* Text under study:
- - - - - - -

NHS bribes to kick bad habits by nanny state
Teenagers who agree to be tested for the sexually transmitted disease chlamydia are being entered in prize draws to win Nintendo Wii games consoles.
Under a pilot scheme run by NHS Fife, smokers who give up cigarettes for three months are entered into a prize draw for a helicopter trip across the River Forth or an overnight stay for two in a luxury hotel. Other gifts on offer include iPods, toiletries and cinema vouchers.
Bexley NHS Care Trust and NHS Lothian have offered smokers who quit cash prizes of up to £500; another authority offers Asda food vouchers worth about £150. In Lanarkshire, recovering alcoholics and drug abusers are offered free passes to leisure centres.
NHS Northamptonshire offers people the chance to win Nintendo Wii games consoles worth about £160 in a monthly prize draw if they agree to be tested for chlamydia. It has also spent about £4,000 on book vouchers for 14 15 year olds who take part in the scheme.
Camden Primary Care Trust in London has spent almost £5,000 on Wiis and iPods for a chlamydia scheme; in Nottinghamshire, participants could win a £1,000 Fujitsu laptop.
The schemes, details of which have been obtained by The Sunday Times under the Freedom of Information Act, have been criticised by politicians and taxpayers’ groups.

- - - - - - -

* Dataset entries:
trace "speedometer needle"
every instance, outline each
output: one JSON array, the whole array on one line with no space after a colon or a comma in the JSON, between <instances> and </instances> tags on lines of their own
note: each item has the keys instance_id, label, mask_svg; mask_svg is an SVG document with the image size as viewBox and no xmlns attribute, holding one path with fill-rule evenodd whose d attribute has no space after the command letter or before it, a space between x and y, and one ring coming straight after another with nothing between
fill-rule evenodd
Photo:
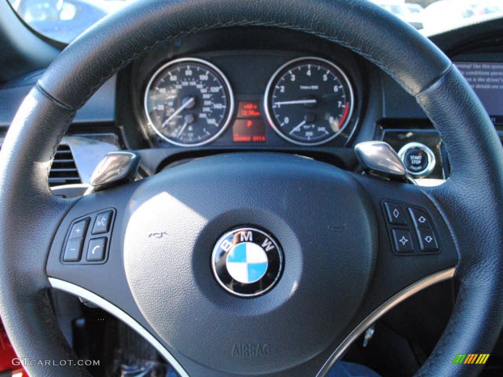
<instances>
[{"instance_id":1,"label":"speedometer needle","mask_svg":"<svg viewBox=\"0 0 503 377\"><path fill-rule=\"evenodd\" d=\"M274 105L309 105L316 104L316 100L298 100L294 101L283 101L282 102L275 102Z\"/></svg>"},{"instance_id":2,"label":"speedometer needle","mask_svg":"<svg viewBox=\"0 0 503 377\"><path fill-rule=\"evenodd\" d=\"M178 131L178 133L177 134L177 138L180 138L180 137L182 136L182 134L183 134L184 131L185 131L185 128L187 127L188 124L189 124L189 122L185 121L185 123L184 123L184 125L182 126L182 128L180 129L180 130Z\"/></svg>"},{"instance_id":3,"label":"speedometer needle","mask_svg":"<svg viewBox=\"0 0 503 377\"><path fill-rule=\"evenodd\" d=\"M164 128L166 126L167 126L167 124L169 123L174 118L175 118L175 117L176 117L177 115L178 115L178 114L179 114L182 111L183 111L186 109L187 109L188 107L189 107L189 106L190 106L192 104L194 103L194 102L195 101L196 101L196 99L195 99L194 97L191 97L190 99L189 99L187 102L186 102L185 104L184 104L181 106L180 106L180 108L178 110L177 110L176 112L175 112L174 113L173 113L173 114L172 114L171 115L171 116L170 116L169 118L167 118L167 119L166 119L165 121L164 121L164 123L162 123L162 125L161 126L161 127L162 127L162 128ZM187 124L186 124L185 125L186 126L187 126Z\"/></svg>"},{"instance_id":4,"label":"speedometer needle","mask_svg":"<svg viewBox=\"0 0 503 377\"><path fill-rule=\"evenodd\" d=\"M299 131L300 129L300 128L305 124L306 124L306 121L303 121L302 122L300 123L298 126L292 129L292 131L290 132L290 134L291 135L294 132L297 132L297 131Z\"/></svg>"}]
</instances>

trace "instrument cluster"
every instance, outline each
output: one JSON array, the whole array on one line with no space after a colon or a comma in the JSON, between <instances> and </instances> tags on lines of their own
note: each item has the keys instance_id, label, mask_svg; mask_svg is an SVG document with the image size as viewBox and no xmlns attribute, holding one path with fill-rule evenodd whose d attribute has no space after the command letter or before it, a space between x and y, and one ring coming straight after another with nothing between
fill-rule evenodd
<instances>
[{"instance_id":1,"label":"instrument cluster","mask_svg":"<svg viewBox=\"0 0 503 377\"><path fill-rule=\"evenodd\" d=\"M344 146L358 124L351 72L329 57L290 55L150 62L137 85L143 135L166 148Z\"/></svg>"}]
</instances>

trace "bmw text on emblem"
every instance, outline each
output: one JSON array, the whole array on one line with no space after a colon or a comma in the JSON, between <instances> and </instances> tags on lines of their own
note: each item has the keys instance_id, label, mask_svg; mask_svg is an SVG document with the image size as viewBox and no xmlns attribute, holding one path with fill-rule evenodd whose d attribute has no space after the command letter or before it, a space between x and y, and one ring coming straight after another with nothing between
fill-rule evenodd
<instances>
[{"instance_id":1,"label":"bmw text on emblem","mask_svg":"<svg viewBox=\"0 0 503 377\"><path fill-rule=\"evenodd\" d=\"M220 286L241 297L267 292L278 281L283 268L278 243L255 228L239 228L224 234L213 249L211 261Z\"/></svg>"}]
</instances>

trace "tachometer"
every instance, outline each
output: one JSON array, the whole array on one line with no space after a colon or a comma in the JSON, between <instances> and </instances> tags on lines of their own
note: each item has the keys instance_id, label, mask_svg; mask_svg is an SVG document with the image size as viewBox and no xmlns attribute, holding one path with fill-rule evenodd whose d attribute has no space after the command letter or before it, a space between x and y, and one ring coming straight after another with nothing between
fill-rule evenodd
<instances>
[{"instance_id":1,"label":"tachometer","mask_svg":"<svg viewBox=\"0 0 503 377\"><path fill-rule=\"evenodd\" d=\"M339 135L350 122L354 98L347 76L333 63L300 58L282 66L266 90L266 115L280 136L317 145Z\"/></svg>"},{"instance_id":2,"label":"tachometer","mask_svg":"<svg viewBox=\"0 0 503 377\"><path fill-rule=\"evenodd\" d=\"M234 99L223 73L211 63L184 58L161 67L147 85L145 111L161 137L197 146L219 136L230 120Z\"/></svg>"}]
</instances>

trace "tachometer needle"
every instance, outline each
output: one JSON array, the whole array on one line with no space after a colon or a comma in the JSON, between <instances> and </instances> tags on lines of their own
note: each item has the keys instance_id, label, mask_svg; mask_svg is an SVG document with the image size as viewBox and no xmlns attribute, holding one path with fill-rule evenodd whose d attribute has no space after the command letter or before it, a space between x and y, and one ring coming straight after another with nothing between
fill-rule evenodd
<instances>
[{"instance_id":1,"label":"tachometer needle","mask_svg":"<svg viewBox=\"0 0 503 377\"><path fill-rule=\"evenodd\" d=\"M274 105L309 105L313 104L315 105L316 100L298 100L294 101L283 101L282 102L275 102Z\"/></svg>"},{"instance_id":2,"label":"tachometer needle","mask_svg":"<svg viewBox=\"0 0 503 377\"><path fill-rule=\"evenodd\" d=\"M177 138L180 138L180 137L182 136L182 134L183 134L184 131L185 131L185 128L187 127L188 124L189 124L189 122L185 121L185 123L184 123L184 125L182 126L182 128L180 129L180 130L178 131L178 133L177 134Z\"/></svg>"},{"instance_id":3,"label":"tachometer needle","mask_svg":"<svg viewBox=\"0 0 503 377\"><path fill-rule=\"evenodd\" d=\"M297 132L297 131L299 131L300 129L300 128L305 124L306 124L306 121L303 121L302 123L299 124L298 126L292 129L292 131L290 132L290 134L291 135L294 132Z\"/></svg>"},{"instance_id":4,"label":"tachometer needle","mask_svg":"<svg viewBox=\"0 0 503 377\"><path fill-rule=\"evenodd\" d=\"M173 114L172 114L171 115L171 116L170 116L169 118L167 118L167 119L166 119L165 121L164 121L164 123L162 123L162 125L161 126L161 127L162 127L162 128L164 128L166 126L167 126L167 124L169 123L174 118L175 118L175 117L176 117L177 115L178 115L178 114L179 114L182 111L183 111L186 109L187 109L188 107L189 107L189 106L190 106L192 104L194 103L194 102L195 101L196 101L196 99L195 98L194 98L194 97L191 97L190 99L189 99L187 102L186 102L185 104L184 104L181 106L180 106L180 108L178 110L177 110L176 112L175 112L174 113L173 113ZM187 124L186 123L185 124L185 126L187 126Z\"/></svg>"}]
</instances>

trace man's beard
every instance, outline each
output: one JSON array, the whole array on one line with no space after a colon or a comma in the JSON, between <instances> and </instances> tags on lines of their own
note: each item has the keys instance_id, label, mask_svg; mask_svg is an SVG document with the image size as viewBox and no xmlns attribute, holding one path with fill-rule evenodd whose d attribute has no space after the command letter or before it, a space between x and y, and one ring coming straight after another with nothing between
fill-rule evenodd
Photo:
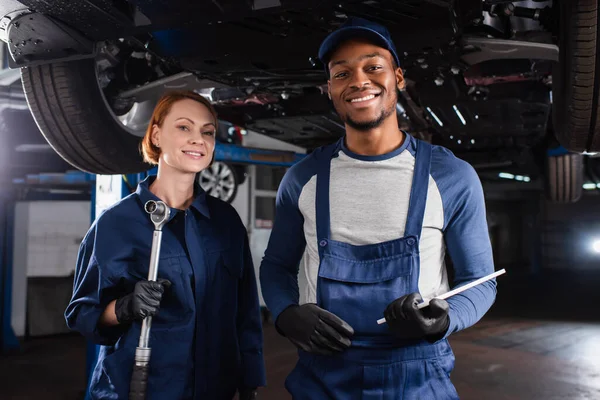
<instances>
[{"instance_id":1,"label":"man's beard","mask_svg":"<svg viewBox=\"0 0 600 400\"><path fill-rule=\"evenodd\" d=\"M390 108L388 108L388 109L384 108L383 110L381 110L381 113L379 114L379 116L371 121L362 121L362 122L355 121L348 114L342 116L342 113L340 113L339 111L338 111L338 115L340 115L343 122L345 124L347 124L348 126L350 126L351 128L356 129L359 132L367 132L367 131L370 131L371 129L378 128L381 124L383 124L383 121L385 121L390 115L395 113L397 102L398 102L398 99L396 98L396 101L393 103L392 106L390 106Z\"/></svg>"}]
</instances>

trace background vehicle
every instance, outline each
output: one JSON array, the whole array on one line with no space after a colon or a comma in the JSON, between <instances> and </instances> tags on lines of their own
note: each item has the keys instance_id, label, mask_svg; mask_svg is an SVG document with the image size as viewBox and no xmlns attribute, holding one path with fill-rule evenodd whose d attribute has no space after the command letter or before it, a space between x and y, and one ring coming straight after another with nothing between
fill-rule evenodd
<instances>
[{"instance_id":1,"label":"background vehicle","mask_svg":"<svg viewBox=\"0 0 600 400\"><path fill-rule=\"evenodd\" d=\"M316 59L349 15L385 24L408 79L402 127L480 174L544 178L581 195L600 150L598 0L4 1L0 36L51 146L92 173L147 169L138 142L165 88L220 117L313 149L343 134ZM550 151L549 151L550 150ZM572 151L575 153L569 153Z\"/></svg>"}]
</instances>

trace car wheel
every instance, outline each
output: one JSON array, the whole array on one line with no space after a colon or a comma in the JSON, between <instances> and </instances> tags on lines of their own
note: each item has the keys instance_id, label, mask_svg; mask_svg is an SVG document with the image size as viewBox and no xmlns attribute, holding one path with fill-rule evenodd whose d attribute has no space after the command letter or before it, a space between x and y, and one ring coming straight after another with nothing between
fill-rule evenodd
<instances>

- - - - - - -

* Exercise tasks:
**a)** In the article on NHS incentive schemes, what prize could participants in the Nottinghamshire chlamydia scheme win?
**b)** Resume the article on NHS incentive schemes, starting after its final sentence.

* Response list:
**a)** A £1,000 Fujitsu laptop.

**b)**
They question the efficacy and ethics of using hundreds of thousands of pounds of public money to reward people for giving up vices that they chose to take up in the first place.
“We are extremely sceptical about whether public money should be handed over in this manner,” said Andrew Lansley, shadow health secretary for the Conservatives.
“Incentives should be geared around helping people to live healthier lives, for example by encouraging them to do more exercise, not simply handing over taxpayers’ hard earned money.”
Mark Wallace, campaign director for the TaxPayers’ Alliance, added: “A lot of people would be concerned that this is not what they pay their taxes for. Particularly when a lot of these things people should be doing anyway of their own accord. It’s in people’s own interests to get their health checked out and there are serious questions about the effectiveness of these incentives.”
However, health officials insist that the incentive schemes are cost-effective because they raise awareness and save the NHS money in the long run by preventing disease.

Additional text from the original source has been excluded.